**Text:**
- - -

RSV increased the Isc in the porcine ileum but not in the porcine jejunum as is already known. This increase was absent in a Cl-free buffer system, indicating that RSV indeed induces Cl secretion. However, the carbachol-induced Isc was significantly inhibited by RSV indicating an inhibition of Ca2+-induced Cl secretion. The cellular basis for these contradictory, segment specific results of RSV on Cl secretion has to be subjected to further studies. The results also underline, that is difficult to generalize effects of RSV between different intestinal locations, organs, cell culture models or species.


Chloride (Cl) secretion is crucial for intestinal fluid balance since it controls the water transport into the gut lumen and is thus involved in the development of secretory diarrhea. Reduced Cl secretion decreases water movement into the gut lumen and can thus result in thickened mucus as e.g. in cystic fibrosis.

In secretory epithelia as the intestinal mucosa, Cl secretion is mainly mediated by cystic fibrosis transmembrane conductance regulator (CFTR) which is regulated by intracellular cyclic adenosine monophosphate (cAMP). A second potential mechanism are the intracellular Ca2+ levels (\({\text{Ca}}^{ 2+ }_{\text{i}}\)) [1, 2]. Besides CFTR, Ca2+-activated Cl channels (CaCC) are a further mechanism for Cl secretion [2]. \({\text{Ca}}^{ 2+ }_{\text{i}}\) may also enhance the driving force for chloride secretion via activating K+ channels [3, 4].

The polyphenol Resveratrol (RSV) is able to affect cAMP and \({\text{Ca}}^{ 2+ }_{\text{i}}\) levels. RSV elevates cAMP levels via inhibiting phosphodiesterases and stimulating adenylate cyclase [5,6,7]. Increased \({\text{Ca}}^{ 2+ }_{\text{i}}\) levels were described in different tissues and cell models (e.g. vascular smooth muscle cells [8], mesothelioma cell lines [9], primary dermal fibroblasts [10] or cortical neurons [11]) but the effects were based on different mechanisms (influx from intra- or extracellular stores [8, 9], efflux inhibition [10], intracellular signalling [11]).

The effects of RSV on Cl secretion have been investigated with regard to improve the function of CFTR or the deltaF508 mutation as involved in cystic fibrosis. Activating effects were e.g. described for sinonasal epithelial cells [12, 13], a pancreatic cell line [14] and rat colonocytes [15]. Other studies failed to demonstrate effects which is discussed with regards to the models and the concentration of RSV [16, 17].

The concentration is of particular interest since the bioavailability of RSV is low so that most cells within an organism are most likely not exposed to concentrations exceeding the low micro molar range [18]. The only organ that may be exposed to higher concentrations is the small intestine due to high RSV contents in dietary supplements. Regarding the small intestine less is known about effects of RSV on Cl secretion.

- - -

**Exercises to complete:**
1. From the resveratrol passage, reproduce the part starting with "In secretory epithelia" and going on through "channels [3, 4].", swapping "intestinal mucosa" for "gut lining".
2. According to the resveratrol passage, which organ may be exposed to higher RSV concentrations, and why?
The records play no part in this work.

(Image point grounding records)
- - -

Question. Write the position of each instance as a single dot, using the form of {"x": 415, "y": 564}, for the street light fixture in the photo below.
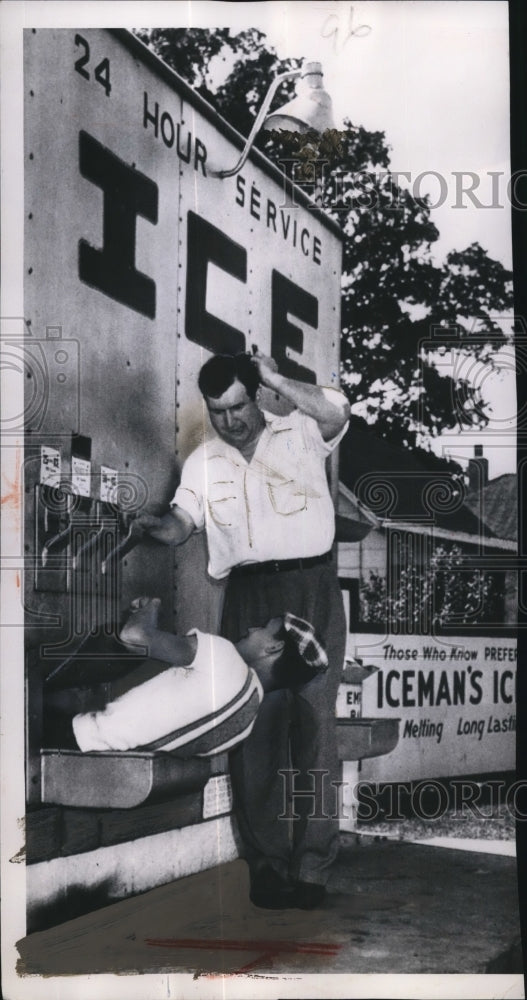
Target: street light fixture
{"x": 310, "y": 111}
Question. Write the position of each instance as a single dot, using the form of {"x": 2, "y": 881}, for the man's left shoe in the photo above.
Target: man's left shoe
{"x": 308, "y": 895}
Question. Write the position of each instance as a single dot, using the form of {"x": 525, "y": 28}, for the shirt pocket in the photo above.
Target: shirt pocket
{"x": 223, "y": 503}
{"x": 290, "y": 497}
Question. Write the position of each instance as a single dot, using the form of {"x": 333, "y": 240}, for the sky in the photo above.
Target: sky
{"x": 431, "y": 74}
{"x": 434, "y": 77}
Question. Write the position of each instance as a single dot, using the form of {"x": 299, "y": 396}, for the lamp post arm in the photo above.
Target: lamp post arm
{"x": 281, "y": 78}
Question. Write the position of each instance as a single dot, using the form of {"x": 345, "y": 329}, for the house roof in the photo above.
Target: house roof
{"x": 394, "y": 485}
{"x": 496, "y": 505}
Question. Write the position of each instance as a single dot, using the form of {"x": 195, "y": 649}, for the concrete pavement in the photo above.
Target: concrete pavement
{"x": 392, "y": 907}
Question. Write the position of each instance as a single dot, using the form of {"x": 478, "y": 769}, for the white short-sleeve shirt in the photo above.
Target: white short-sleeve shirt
{"x": 277, "y": 506}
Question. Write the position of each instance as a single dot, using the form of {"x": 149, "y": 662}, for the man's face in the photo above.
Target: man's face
{"x": 260, "y": 649}
{"x": 235, "y": 416}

- - -

**Your responses:**
1.
In secretory epithelia as the gut lining, Cl secretion is mainly mediated by cystic fibrosis transmembrane conductance regulator (CFTR) which is regulated by intracellular cyclic adenosine monophosphate (cAMP). A second potential mechanism are the intracellular Ca2+ levels (\({\text{Ca}}^{ 2+ }_{\text{i}}\)) [1, 2]. Besides CFTR, Ca2+-activated Cl channels (CaCC) are a further mechanism for Cl secretion [2]. \({\text{Ca}}^{ 2+ }_{\text{i}}\) may also enhance the driving force for chloride secretion via activating K+ channels [3, 4].

2. The small intestine, due to high RSV contents in dietary supplements.